Data to use START

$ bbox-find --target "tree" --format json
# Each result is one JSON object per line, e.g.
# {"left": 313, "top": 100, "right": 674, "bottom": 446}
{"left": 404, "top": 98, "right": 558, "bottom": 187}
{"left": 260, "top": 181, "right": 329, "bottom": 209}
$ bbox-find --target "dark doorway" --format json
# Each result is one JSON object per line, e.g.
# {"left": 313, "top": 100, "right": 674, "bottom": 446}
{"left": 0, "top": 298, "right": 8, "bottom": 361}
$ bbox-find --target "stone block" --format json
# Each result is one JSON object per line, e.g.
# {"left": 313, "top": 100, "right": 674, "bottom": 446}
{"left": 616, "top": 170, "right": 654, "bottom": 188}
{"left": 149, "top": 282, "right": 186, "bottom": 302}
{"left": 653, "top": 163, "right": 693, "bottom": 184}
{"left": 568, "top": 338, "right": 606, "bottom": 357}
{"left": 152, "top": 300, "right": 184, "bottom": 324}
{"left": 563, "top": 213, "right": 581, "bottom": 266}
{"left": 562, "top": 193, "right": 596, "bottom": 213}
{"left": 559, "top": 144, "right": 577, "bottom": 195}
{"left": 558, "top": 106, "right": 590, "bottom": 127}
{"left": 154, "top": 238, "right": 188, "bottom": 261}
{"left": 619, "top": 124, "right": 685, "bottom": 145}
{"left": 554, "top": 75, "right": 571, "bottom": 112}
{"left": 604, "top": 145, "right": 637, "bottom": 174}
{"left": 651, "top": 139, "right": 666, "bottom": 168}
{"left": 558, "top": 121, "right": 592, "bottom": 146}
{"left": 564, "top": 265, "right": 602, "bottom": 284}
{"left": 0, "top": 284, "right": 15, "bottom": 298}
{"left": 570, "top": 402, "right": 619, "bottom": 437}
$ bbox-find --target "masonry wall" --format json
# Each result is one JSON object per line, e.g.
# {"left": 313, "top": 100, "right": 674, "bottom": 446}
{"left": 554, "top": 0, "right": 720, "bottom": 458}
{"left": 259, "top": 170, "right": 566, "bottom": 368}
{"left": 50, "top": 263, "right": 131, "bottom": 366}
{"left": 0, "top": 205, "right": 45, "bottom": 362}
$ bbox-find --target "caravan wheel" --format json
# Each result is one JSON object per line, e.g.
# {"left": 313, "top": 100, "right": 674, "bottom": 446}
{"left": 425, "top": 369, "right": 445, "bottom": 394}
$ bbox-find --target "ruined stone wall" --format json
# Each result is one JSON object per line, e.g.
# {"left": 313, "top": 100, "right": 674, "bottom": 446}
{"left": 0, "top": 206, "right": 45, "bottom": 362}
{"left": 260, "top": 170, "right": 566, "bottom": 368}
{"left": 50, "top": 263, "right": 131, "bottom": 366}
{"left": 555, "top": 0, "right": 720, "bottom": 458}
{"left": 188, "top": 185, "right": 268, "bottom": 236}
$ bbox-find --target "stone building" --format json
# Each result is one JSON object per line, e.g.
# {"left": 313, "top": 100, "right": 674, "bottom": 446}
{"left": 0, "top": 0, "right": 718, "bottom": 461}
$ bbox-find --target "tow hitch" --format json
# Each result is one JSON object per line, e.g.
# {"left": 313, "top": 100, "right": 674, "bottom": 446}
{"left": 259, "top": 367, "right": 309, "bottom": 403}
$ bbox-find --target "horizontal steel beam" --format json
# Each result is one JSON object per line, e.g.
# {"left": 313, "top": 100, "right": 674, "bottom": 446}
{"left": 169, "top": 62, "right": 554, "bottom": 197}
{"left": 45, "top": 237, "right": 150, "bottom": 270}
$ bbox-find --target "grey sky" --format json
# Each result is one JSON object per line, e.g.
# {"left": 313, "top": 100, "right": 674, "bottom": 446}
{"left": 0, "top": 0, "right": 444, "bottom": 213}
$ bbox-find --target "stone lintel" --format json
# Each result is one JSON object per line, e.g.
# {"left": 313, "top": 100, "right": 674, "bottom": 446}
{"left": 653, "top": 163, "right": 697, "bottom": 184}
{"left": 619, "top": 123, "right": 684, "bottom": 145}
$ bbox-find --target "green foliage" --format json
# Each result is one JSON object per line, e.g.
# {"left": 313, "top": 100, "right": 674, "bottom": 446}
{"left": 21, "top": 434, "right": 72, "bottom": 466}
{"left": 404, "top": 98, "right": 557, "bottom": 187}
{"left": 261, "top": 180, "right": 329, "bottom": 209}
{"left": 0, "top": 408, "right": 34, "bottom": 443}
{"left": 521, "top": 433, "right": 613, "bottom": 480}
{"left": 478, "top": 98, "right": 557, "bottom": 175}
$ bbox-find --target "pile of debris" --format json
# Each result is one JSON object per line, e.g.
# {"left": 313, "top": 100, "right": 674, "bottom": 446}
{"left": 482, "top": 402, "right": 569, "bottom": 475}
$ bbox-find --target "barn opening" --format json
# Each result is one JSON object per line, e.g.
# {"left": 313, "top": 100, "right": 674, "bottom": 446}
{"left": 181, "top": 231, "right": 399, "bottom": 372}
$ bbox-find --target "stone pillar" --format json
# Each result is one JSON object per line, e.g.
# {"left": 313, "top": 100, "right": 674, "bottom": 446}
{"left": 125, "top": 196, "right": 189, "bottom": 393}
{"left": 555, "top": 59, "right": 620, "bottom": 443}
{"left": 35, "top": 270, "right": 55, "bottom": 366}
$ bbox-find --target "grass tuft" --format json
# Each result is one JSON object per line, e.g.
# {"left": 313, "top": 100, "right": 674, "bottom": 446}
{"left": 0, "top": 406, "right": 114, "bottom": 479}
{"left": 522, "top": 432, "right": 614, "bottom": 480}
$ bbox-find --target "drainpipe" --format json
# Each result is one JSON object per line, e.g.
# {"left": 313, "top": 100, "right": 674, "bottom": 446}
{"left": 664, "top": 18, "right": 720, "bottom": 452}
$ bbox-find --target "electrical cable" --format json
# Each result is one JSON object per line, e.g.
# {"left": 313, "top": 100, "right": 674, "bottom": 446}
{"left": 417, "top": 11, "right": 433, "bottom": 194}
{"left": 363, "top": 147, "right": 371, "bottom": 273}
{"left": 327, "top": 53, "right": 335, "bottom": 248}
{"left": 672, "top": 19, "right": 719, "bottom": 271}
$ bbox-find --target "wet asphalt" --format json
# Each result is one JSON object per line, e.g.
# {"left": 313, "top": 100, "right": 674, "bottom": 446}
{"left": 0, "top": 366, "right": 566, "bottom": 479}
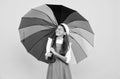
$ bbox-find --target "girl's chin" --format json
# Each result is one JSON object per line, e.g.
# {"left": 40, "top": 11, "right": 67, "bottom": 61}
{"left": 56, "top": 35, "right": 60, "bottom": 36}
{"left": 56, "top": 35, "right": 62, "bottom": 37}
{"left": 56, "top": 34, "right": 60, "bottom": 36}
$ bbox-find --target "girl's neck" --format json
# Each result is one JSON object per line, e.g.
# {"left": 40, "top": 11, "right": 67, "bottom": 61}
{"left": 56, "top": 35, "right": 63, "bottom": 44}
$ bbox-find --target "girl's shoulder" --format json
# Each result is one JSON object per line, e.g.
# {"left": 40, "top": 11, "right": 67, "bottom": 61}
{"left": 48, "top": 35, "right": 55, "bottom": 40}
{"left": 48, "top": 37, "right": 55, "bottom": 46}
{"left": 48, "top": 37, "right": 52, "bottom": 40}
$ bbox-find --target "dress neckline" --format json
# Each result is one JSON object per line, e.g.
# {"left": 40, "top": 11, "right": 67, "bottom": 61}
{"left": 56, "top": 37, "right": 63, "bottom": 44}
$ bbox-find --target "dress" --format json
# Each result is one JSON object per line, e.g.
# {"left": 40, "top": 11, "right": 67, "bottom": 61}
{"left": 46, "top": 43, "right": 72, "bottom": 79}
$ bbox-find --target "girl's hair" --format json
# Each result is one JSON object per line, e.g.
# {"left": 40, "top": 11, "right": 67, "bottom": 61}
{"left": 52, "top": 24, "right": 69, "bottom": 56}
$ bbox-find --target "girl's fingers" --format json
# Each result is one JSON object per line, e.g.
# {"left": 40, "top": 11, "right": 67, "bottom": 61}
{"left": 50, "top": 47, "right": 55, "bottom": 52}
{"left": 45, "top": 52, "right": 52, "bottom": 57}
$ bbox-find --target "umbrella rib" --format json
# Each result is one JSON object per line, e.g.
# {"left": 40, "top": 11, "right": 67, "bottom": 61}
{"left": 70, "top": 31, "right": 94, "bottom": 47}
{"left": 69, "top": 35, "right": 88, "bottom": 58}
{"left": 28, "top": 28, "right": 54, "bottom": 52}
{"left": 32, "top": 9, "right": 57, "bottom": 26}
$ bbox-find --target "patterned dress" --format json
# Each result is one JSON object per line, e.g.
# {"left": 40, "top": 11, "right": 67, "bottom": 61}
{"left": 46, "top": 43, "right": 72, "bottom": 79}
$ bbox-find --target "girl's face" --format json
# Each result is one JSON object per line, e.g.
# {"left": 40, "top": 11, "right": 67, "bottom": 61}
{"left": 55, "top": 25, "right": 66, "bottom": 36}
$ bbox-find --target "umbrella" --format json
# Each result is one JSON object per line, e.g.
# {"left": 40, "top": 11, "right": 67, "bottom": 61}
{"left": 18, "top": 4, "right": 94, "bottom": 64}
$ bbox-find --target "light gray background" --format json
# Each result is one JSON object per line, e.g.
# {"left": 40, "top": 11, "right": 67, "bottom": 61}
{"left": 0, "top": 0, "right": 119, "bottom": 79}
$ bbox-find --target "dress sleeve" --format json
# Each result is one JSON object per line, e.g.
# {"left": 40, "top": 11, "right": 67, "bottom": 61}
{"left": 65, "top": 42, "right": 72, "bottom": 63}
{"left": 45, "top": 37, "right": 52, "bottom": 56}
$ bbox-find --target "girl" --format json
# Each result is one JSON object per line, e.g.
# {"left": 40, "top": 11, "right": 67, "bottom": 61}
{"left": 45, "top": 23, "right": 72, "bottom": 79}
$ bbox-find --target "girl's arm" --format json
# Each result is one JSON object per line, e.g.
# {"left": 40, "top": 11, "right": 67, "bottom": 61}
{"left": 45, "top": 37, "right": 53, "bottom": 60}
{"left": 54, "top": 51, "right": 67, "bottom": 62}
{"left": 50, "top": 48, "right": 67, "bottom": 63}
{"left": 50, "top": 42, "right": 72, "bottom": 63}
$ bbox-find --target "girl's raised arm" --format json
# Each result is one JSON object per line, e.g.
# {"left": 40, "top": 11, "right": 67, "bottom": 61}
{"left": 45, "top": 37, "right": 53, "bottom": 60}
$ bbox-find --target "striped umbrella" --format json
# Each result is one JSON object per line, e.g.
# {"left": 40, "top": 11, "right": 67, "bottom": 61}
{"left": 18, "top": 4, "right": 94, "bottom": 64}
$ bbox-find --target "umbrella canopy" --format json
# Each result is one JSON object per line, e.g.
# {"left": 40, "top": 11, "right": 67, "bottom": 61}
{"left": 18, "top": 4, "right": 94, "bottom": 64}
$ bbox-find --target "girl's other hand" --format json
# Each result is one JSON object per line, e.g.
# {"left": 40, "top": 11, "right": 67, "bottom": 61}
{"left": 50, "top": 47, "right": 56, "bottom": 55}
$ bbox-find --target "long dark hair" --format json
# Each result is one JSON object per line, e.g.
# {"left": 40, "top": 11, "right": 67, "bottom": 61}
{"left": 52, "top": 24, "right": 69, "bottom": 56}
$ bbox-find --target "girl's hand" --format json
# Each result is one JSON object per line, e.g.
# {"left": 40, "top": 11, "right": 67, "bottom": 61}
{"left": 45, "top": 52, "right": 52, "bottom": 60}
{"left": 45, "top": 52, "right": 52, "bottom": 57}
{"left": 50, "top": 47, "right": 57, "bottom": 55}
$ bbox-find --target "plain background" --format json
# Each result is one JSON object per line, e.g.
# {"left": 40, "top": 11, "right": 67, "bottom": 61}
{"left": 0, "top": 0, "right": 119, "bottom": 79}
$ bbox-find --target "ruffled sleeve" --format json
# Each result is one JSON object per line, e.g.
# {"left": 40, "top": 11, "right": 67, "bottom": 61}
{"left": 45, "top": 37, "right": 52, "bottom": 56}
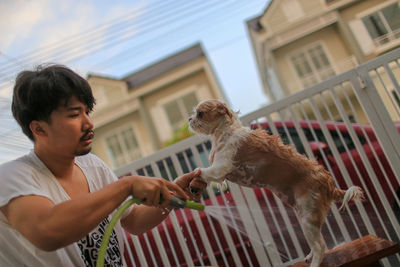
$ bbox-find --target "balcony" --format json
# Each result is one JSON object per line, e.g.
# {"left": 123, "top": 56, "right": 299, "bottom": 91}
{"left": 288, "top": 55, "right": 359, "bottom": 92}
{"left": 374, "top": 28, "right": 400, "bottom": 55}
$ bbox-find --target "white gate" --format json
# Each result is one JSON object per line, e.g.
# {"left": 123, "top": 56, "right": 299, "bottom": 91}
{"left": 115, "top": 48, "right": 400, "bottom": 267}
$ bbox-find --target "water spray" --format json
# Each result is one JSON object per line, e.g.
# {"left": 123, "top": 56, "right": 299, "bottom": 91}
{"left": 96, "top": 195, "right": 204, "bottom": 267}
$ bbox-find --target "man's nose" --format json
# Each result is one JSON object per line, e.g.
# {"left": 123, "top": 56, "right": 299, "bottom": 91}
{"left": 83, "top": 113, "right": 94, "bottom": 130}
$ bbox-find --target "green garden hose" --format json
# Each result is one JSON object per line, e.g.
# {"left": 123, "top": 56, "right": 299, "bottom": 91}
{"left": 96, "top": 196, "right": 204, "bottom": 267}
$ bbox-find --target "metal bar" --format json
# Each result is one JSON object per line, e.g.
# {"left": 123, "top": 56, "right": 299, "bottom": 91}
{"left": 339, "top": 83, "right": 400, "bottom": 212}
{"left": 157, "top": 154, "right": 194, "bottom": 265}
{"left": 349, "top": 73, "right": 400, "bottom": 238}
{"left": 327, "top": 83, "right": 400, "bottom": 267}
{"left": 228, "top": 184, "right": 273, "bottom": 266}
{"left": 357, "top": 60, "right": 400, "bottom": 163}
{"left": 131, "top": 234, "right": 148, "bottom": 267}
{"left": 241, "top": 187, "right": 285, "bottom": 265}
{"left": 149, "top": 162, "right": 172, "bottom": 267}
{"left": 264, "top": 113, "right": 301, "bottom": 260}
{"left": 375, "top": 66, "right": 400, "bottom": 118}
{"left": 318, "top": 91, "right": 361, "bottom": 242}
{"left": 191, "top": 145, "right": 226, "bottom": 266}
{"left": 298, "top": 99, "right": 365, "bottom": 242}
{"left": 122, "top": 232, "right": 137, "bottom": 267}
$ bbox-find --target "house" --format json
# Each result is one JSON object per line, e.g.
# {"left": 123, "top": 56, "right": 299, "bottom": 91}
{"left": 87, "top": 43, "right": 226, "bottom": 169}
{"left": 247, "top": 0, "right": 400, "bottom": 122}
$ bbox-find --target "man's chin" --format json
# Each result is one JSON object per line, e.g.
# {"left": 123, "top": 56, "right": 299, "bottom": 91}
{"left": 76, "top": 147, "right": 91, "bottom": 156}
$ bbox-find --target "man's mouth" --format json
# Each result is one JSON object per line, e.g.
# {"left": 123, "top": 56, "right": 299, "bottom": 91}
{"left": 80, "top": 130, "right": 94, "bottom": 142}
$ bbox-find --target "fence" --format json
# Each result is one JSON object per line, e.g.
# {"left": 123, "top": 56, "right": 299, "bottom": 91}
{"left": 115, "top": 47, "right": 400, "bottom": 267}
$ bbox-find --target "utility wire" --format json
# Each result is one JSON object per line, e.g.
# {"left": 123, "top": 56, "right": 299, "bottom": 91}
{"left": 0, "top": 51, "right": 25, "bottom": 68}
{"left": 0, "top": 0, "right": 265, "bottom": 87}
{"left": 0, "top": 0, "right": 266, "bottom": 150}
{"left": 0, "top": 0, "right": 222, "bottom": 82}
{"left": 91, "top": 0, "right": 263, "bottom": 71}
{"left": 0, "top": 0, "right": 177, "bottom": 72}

Data to use END

**Task to complete:**
Extract every line above containing the word "dark".

**Response area:**
$ bbox-find --target "dark doorway" --format json
$ bbox-find --target "long dark hair" --format json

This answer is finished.